[Segmentation mask data]
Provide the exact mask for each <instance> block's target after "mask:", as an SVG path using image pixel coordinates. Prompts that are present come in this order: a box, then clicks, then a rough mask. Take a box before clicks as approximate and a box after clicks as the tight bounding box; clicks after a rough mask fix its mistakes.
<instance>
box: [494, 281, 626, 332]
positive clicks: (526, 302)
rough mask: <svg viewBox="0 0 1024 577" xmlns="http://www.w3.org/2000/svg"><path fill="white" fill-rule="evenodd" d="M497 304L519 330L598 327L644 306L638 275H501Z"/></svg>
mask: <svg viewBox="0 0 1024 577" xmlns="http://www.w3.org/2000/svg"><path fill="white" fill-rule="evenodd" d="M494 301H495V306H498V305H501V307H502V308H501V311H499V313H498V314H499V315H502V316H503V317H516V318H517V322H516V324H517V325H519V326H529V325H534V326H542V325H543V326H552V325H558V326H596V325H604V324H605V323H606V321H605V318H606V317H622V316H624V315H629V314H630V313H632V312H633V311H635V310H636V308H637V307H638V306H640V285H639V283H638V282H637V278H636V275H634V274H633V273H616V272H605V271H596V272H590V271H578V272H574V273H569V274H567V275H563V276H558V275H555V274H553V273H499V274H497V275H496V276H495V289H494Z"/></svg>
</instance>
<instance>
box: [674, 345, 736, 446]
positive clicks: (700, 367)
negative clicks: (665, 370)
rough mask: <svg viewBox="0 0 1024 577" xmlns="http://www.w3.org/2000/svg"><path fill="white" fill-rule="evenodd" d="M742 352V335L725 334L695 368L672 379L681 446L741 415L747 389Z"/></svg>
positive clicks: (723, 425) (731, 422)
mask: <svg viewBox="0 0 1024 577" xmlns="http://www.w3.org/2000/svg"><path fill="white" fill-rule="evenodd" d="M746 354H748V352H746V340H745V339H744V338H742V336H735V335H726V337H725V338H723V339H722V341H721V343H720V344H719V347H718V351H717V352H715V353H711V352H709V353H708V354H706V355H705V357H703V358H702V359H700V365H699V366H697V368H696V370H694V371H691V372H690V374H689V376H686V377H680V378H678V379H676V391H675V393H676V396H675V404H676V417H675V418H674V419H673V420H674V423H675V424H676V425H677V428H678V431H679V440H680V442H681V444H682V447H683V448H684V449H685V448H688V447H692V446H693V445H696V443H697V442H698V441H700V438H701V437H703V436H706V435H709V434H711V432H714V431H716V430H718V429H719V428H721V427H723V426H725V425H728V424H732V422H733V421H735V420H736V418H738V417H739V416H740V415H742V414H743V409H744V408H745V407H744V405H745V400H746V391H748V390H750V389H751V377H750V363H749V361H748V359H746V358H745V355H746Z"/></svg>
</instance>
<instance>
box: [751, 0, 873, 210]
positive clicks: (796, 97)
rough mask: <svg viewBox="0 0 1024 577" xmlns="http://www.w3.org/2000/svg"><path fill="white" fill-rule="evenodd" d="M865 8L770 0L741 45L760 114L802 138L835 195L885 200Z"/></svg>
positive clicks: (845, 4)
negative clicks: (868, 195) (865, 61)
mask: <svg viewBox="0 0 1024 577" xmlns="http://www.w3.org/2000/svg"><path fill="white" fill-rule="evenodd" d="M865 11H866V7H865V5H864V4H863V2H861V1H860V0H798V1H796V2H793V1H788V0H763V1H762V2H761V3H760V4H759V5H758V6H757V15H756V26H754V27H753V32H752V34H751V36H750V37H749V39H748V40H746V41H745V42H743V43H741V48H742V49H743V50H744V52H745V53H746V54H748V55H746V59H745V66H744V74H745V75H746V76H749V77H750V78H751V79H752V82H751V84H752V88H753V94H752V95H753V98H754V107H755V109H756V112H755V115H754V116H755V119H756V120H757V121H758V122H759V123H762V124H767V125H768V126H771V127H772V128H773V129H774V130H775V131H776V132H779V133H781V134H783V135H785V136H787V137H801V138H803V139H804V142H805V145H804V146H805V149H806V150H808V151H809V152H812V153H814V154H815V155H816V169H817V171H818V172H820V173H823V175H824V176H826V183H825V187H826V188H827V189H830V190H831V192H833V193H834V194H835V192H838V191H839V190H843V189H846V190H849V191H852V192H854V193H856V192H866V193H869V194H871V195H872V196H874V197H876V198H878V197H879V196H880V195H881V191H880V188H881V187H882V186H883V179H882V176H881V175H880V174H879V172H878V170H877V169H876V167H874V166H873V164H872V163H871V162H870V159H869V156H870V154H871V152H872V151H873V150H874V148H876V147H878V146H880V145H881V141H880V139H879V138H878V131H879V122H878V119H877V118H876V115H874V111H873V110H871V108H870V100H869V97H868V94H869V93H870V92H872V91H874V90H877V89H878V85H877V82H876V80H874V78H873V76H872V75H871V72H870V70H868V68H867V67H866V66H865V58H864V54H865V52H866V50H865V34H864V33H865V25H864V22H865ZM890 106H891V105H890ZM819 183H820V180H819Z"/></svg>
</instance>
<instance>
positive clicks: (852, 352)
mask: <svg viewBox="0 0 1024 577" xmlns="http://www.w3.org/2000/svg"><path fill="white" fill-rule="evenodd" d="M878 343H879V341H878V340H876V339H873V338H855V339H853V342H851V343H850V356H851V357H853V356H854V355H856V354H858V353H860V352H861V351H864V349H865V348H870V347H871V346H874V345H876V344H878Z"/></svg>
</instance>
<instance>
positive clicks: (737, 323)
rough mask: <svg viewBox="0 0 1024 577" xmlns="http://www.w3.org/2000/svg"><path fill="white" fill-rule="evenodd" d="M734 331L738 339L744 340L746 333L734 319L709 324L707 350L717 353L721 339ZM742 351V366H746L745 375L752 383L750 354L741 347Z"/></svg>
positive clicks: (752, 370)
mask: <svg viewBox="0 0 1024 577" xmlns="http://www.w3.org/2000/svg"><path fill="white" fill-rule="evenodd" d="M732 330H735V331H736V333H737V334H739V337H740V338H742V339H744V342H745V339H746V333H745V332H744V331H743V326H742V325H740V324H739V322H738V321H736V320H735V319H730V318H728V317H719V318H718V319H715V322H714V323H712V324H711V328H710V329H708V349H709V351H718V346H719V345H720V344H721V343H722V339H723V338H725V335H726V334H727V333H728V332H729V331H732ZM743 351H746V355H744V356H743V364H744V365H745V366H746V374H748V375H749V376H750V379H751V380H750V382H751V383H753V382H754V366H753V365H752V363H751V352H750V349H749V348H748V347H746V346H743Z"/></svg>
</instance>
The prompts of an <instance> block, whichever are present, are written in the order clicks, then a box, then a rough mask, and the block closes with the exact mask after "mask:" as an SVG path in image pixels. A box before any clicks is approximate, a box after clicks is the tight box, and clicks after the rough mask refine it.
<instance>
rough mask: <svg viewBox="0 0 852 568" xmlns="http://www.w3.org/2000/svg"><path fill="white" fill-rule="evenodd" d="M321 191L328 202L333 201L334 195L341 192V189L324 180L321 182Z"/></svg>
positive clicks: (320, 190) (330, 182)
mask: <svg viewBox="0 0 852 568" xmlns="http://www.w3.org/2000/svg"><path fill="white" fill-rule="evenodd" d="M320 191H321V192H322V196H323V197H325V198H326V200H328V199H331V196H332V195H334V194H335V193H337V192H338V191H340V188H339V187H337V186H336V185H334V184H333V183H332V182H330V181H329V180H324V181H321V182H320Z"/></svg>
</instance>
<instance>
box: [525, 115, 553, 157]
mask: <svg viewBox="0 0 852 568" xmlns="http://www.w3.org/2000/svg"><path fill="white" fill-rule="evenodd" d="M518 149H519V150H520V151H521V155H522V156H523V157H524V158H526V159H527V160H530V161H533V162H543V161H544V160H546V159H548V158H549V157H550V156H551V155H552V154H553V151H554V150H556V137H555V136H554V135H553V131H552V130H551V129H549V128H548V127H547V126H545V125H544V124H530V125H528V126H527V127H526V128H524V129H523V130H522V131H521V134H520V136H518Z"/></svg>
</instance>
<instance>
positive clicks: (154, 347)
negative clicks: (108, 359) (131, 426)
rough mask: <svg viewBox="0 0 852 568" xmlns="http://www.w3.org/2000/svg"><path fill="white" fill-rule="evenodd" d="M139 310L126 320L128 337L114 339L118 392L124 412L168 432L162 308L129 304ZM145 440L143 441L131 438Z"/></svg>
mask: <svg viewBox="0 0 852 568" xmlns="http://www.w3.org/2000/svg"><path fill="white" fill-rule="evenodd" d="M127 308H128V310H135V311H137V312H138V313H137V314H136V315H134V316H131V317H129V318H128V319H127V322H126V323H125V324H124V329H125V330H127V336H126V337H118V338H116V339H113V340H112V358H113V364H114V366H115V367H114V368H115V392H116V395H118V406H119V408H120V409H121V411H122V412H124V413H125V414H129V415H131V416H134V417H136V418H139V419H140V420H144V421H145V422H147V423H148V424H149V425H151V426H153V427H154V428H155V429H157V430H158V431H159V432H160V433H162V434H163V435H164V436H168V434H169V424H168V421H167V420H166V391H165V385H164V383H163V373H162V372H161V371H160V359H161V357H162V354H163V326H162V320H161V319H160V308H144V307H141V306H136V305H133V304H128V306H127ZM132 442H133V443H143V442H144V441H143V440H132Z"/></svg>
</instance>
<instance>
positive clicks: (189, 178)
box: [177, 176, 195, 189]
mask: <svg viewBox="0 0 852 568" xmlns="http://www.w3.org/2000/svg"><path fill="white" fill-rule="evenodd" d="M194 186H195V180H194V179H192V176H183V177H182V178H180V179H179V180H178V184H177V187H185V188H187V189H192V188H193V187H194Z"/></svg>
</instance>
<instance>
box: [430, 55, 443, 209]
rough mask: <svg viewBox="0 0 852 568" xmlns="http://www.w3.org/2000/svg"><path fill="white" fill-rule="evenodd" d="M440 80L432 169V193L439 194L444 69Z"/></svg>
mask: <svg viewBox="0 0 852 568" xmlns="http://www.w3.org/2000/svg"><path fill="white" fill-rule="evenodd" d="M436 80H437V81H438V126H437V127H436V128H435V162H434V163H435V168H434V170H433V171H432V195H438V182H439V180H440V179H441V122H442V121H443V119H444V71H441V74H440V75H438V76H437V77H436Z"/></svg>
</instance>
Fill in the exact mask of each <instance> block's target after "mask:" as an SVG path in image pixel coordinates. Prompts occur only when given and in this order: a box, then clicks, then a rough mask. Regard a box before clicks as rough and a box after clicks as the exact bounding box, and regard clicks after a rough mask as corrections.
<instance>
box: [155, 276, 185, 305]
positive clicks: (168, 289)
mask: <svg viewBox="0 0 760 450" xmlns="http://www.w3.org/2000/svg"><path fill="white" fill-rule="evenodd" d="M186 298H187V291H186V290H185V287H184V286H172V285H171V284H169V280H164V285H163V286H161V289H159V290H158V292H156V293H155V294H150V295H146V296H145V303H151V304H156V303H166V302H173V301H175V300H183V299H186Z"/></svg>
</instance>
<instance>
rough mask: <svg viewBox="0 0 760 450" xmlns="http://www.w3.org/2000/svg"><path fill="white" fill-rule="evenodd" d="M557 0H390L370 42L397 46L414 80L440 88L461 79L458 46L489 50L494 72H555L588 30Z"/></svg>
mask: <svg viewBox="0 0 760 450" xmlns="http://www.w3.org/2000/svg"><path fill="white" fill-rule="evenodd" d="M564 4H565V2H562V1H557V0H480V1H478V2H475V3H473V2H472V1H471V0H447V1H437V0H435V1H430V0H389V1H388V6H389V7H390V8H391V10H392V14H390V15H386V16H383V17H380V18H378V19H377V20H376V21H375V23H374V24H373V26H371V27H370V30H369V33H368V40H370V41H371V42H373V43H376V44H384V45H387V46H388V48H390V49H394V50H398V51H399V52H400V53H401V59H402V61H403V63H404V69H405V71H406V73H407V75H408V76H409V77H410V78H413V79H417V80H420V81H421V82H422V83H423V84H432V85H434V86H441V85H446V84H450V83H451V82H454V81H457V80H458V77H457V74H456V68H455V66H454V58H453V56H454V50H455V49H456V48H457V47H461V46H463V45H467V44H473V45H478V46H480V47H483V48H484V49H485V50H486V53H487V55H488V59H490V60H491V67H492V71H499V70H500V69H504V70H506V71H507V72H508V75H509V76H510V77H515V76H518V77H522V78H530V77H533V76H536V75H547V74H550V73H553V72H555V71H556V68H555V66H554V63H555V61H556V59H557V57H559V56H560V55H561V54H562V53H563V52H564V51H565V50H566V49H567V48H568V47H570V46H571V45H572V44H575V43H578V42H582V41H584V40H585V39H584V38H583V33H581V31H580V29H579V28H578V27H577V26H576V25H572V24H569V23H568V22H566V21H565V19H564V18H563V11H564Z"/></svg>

| Problem to solve |
Count how many lines of the entries above contain the string "target". Case counts, and only the number should be given.

| Result below |
2